Je me demande, pour ma part, si le rêve ne voulait pas souligner à l’intention de la rêveuse que l’essentiel est de s’exposer au regard d’un être (ici : la femme maître soufi) dont les yeux brillent (intensément, dit le rêve) de la lumière du Soi, et que la confrontation avec le groupe n’a de réel intérêt que si elle conduit à s’engager dans un échange avec une personne dont la relation avec le Soi est suffisammment assurée pour qu’elle voie l’autre bien plus par "par les yeux du Soi" que par ceux du moi.
Ce que je dis là rejoint bien sûr ce que tu dis ci-dessus, Jean, de la relation entre le maître et l’élève ou disciple.
Je me permets d’ajouter une citation de Marie-Louise von Franz qui, dans le contexte de ton article, me semble intéressante à méditer également. La note 49 souligne vivement les aspects nuisibles des actions de groupe pour qui veut progresser sur le chemin de l’individuation.

(Données extraites):
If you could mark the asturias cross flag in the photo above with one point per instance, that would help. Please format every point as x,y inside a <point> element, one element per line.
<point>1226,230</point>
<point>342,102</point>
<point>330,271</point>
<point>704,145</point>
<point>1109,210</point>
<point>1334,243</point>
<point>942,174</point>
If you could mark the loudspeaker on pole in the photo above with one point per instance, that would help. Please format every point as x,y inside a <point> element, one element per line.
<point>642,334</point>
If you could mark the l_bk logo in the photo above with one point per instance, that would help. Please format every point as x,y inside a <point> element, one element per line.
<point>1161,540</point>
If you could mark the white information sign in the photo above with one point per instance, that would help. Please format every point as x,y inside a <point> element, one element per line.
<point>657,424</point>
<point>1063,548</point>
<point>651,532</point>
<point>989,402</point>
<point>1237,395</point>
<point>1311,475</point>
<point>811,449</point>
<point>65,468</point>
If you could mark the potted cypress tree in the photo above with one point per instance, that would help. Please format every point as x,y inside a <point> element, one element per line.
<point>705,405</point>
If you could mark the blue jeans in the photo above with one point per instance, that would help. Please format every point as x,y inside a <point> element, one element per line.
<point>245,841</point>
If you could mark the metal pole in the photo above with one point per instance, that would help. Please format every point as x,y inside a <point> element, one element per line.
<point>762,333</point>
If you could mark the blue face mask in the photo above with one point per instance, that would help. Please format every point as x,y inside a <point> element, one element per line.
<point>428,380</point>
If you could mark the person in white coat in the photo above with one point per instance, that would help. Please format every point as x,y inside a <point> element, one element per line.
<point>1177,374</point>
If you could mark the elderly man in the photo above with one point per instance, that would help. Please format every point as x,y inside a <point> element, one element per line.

(Consigne donnée 1):
Recopie le passage du texte sur le rêve et le Soi allant de "Je me demande, pour" jusqu'à "ceux du moi.", en remplaçant "rêveuse" par "dormeuse".
(Consigne donnée 2):
Résume en deux phrases le texte sur le rêve et le Soi.
(Consigne donnée 3):
Poursuis le texte sur le rêve et le Soi à partir de l'endroit où il s'arrête.
La liste n'a aucun rôle dans ce travail.

(Réponse attendue 1):
Je me demande, pour ma part, si le rêve ne voulait pas souligner à l’intention de la dormeuse que l’essentiel est de s’exposer au regard d’un être (ici : la femme maître soufi) dont les yeux brillent (intensément, dit le rêve) de la lumière du Soi, et que la confrontation avec le groupe n’a de réel intérêt que si elle conduit à s’engager dans un échange avec une personne dont la relation avec le Soi est suffisammment assurée pour qu’elle voie l’autre bien plus par "par les yeux du Soi" que par ceux du moi.

(Réponse attendue 2):
Le texte se demande si le rêve ne voulait pas montrer à la rêveuse que l'essentiel est de s'exposer au regard d'une personne dont les yeux brillent de la lumière du Soi, et que le groupe n'a de réel intérêt que s'il mène à un échange avec quelqu'un qui voit l'autre par les yeux du Soi plutôt que par ceux du moi. Il rattache cette idée à ce que Jean dit de la relation entre maître et élève, puis introduit une citation de Marie-Louise von Franz et rappelle que la note 49 insiste sur les aspects nuisibles des actions de groupe pour qui veut progresser sur le chemin de l'individuation.

(Réponse attendue 3):
Amezeg
La citation:
« Cette concertation ou entente effectuée par le Soi ne comprend toutefois pas la seule relation entre l’homme et la femme, mais touche aussi de nombreuses autres relations au prochain.
La secte gnostique des Pérates enseignait déjà qu’à partir de la substance originelle du monde, de « cette eau qui forme l’homme spirituellement parfait », c’est-à-dire à partir de l’inconscient et de sa pulsion vers l’individuation, « il revient à chaque créature ce qui lui est propre ». Et elle vient alors à lui [l’homme pneumatique] « davantage encore que le fer est attiré à l’aimant ».
Cela signifie que c’est par le Soi que sont nouées les relations à autrui et que c’est lui qui règle au plus près les proximités et distances justes de ces liens.
On pourrait qualifier cela de fonction sociale du Soi.
Chacun rassemble autour de lui sa propre « famille de l’âme », un groupe de personnes qui n’est uni ni par le hasard ni pour des motifs purement égotiques, mais qui obéit au dessein spirituel plus profond et plus essentiel qu’est l’individuation mutuelle.
Alors que les relations fondées sur la projection sont marquées par la fascination et la dépendance magique, cette autre forme de liens à travers le Soi a quelque chose de rigoureusement objectif dépassant singulièrement le plan personnel.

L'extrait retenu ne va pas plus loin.